### Work order
Going through the data, count each line that has the word "lapel". Reply with the total and nothing more.

### Given records
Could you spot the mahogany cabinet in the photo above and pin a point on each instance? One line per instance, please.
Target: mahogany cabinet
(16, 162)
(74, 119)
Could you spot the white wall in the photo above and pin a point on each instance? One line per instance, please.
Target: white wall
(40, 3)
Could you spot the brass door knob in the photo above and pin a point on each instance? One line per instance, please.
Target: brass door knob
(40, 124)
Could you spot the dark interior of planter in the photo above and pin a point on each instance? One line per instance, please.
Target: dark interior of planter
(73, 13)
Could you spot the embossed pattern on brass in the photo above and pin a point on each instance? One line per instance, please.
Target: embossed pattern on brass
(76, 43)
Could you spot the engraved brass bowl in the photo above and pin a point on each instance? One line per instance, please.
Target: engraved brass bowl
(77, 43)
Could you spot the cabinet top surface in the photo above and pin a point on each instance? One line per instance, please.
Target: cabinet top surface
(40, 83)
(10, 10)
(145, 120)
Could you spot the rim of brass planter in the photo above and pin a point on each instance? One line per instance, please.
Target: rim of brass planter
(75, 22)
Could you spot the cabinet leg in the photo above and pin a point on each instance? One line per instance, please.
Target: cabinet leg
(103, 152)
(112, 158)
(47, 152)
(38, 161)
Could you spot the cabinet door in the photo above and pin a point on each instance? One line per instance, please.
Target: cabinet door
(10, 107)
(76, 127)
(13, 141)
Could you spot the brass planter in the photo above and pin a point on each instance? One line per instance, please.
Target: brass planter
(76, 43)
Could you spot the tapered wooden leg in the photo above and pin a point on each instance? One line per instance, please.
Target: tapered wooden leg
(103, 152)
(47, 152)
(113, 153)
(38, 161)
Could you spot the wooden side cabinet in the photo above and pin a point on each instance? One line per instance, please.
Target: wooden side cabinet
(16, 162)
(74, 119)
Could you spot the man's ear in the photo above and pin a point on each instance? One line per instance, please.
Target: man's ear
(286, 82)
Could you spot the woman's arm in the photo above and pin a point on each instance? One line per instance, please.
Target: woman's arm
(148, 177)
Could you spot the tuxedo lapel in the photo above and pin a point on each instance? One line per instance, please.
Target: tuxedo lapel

### Written reply
2